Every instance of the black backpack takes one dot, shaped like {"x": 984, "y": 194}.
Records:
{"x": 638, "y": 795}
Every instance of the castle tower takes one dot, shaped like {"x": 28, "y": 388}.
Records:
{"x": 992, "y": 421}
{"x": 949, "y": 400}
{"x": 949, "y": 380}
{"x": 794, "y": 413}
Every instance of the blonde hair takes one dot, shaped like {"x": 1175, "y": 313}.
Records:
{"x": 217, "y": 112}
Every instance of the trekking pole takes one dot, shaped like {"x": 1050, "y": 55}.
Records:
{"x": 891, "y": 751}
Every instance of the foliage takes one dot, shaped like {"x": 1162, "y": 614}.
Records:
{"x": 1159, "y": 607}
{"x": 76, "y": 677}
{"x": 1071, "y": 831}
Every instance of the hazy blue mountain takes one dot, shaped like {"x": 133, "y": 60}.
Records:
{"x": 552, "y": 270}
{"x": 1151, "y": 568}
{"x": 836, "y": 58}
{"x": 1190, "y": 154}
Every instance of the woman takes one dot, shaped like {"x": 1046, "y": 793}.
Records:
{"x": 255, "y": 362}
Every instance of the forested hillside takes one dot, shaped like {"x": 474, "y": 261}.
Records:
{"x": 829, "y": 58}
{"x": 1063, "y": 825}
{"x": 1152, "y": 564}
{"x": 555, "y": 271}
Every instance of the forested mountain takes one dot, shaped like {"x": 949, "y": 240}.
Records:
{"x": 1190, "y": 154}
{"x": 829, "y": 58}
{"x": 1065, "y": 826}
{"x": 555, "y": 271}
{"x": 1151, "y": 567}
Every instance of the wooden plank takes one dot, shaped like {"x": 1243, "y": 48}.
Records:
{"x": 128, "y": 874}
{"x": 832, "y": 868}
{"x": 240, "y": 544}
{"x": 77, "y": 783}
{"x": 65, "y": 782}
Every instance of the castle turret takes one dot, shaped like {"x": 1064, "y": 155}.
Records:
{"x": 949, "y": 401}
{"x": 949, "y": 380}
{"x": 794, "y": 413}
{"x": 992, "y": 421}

▬▬▬▬▬▬

▶ WHAT NEEDS TO BE DONE
In full and without alteration, transcribe the entries above.

▶ RESPONSE BOX
Every instance of the black backpack takes one dot, shaped like {"x": 984, "y": 194}.
Records:
{"x": 638, "y": 795}
Every instance of the castle tower takes one dot, shaped like {"x": 28, "y": 388}.
Records:
{"x": 992, "y": 421}
{"x": 949, "y": 400}
{"x": 949, "y": 380}
{"x": 794, "y": 413}
Every instance of the blonde hair takes one dot, shaped like {"x": 1175, "y": 313}.
Records:
{"x": 217, "y": 112}
Every instance of the trekking pole takes one dot, shaped like {"x": 1050, "y": 55}.
Records:
{"x": 891, "y": 751}
Every instance of the foliage takes one dot, shaped like {"x": 1162, "y": 614}.
Records:
{"x": 1159, "y": 607}
{"x": 76, "y": 677}
{"x": 1071, "y": 831}
Every instance of the hazy blue mountain takes one dot, shaped like {"x": 133, "y": 60}.
Records:
{"x": 552, "y": 270}
{"x": 1151, "y": 568}
{"x": 836, "y": 58}
{"x": 1190, "y": 154}
Every instance of the woman takes one dot, shaped like {"x": 1046, "y": 793}.
Records:
{"x": 255, "y": 362}
Every instance of the forested hillside takes one dot, shaped like {"x": 474, "y": 261}.
Records:
{"x": 829, "y": 58}
{"x": 1063, "y": 825}
{"x": 1152, "y": 564}
{"x": 555, "y": 271}
Every instance of the forested mountain takes one dot, shaped like {"x": 949, "y": 240}.
Records:
{"x": 1190, "y": 154}
{"x": 829, "y": 58}
{"x": 1065, "y": 826}
{"x": 555, "y": 271}
{"x": 1151, "y": 567}
Every instance of the wooden plank takes one dot, shaped like {"x": 1243, "y": 48}.
Records:
{"x": 128, "y": 874}
{"x": 832, "y": 868}
{"x": 240, "y": 544}
{"x": 77, "y": 783}
{"x": 65, "y": 782}
Every instance of the castle turret takes one dot, shaped like {"x": 1064, "y": 155}.
Records:
{"x": 949, "y": 401}
{"x": 949, "y": 380}
{"x": 794, "y": 413}
{"x": 992, "y": 421}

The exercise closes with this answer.